Given instruction:
Please swap "drop a marker" for "place a pin" everywhere in the rows below and write them out again, leaving everything else as it is.

Supplied entries:
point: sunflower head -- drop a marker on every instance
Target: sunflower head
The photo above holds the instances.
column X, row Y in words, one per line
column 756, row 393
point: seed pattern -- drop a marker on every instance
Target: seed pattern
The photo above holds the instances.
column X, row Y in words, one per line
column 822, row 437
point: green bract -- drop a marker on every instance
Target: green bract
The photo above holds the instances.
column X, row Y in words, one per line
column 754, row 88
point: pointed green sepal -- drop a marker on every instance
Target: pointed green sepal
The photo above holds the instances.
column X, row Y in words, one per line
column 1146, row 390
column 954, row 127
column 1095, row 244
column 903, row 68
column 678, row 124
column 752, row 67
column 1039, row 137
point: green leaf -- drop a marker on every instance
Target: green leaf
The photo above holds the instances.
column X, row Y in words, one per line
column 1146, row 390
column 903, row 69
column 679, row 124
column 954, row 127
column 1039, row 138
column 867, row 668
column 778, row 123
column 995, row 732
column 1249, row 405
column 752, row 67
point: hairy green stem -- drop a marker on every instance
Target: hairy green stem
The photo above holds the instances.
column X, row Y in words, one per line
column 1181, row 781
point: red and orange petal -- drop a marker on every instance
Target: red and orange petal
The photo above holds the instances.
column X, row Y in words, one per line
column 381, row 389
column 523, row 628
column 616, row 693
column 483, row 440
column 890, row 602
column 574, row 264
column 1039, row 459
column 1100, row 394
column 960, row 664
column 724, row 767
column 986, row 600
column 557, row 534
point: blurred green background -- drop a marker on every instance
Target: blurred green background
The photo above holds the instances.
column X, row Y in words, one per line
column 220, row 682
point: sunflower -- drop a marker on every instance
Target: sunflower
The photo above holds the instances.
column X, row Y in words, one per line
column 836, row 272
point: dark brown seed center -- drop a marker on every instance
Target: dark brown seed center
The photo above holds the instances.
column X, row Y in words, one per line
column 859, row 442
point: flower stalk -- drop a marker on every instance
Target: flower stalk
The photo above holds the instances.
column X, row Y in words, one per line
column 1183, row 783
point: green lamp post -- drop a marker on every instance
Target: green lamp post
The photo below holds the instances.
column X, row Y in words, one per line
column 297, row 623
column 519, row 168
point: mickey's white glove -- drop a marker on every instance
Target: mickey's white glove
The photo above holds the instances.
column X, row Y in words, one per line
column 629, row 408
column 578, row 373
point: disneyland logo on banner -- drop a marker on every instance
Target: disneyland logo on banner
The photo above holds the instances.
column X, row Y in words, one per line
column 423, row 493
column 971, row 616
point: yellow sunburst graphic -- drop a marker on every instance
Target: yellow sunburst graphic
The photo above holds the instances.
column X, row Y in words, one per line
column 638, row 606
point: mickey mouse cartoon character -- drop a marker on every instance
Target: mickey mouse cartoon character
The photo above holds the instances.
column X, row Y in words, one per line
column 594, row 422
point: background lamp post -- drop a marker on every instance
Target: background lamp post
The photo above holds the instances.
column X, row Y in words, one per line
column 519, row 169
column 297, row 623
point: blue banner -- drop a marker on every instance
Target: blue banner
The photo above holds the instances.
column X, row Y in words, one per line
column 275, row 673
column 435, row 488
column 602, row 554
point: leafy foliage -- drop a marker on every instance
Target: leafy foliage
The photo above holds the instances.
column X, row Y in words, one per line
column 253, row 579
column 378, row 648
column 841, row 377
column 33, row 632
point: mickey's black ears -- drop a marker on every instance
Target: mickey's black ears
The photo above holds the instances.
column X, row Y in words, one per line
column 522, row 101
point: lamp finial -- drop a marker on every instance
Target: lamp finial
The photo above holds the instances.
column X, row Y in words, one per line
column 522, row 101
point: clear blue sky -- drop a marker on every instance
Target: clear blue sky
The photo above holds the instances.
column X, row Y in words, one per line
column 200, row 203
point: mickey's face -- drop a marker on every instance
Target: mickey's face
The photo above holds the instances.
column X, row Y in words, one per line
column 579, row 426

Answer to the problem:
point: sunflower head -- place a pin on every instance
Target: sunflower head
The photo above holds the instances.
column X, row Y in words, one per line
column 756, row 393
point: seed pattern -- place a pin on every instance
Target: seed pattern
The photo above holds the instances.
column X, row Y in words, one per line
column 822, row 437
point: green bract -- place a pin on every instance
Target: green bract
The photo above holds the instances.
column X, row Y in words, one per line
column 754, row 88
point: pointed green sepal -- place a pin on every instance
Target: pointed green sepal
The photo above holds the instances.
column X, row Y in words, one per line
column 1146, row 390
column 954, row 127
column 1095, row 244
column 903, row 68
column 678, row 124
column 752, row 67
column 1039, row 137
point: green leaf -- place a pin on every instance
Target: green leaf
The photo above holds the instances.
column X, row Y in words, one per line
column 1146, row 390
column 903, row 69
column 679, row 124
column 954, row 127
column 1039, row 138
column 867, row 668
column 778, row 123
column 995, row 732
column 1249, row 405
column 752, row 67
point: hairy green stem -- place a pin on every instance
Target: hairy green stem
The photo above holds the instances.
column X, row Y in words, one per line
column 1181, row 781
point: red and orange petal -- place a pin on every instance
Target: red and orange petal
The photo above holds the instances.
column X, row Y in words, one per line
column 381, row 389
column 523, row 628
column 616, row 693
column 483, row 440
column 890, row 602
column 574, row 264
column 1039, row 459
column 1100, row 394
column 960, row 664
column 724, row 767
column 986, row 600
column 557, row 534
point: blurred green background -- place a pin on every instance
Target: blurred green background
The photo above holds the instances.
column X, row Y in words, one per line
column 220, row 682
point: sunflower -- place a pin on every instance
Target: sunflower
The photo above holds the instances.
column X, row Y in words, one per line
column 836, row 272
point: dark brown seed center -- place a pin on every instance
Target: dark brown seed center
The photo above holds the instances.
column X, row Y in words, one per line
column 859, row 442
point: flower stalk -- place a pin on every instance
Target: flower stalk
The photo above holds the instances.
column X, row Y in words, one per line
column 1183, row 783
point: green lamp post -- place a pin on every instance
Target: green lamp post
The photo below holds the instances.
column X, row Y in words, one per line
column 297, row 623
column 519, row 168
point: mickey's white glove -- place a pin on every instance
Target: mickey's white glove
The photo above holds the instances.
column X, row Y in words, one per line
column 629, row 408
column 578, row 373
point: disneyland logo on banner -- place a pin on every instance
Target: disneyland logo on banner
The photo above holds the instances.
column X, row Y in words, one per line
column 423, row 493
column 971, row 616
point: yellow sunburst graphic -- place a pin on every instance
Target: yellow sunburst graphic
The photo above holds the instances.
column X, row Y in words, one per line
column 638, row 606
point: mickey mouse cartoon character -- place a pin on every instance
Target: mickey mouse cartoon character
The photo above holds the instances.
column X, row Y in words, one per line
column 594, row 422
point: background lamp post -- place a pin on every instance
Target: background lamp post
The photo above holds the instances.
column X, row Y in words, one per line
column 519, row 169
column 297, row 623
point: blue banner -- place a pin on every instance
Target: blue banner
The photo above holds the instances.
column X, row Y in words, one per line
column 275, row 673
column 435, row 488
column 602, row 554
point: leafy foliage -- place a pin on every instance
Target: leafy foliage
The photo above holds the instances.
column X, row Y in words, one per line
column 253, row 579
column 378, row 648
column 841, row 377
column 33, row 632
point: mickey's black ears -- place a pin on every instance
Target: mickey's black ears
The photo above holds the instances.
column X, row Y in words, one per line
column 522, row 101
point: lamp finial -- place a pin on every instance
Target: lamp finial
The photo above holds the instances.
column X, row Y in words, one per line
column 522, row 101
point: clear blue sky -- place a pin on every instance
Target: clear blue sky
The photo above holds the instances.
column X, row Y in words, one per line
column 200, row 203
point: mickey's face -- place a pin on every instance
Target: mickey's face
The photo above holds the instances.
column X, row Y in words, one per line
column 579, row 426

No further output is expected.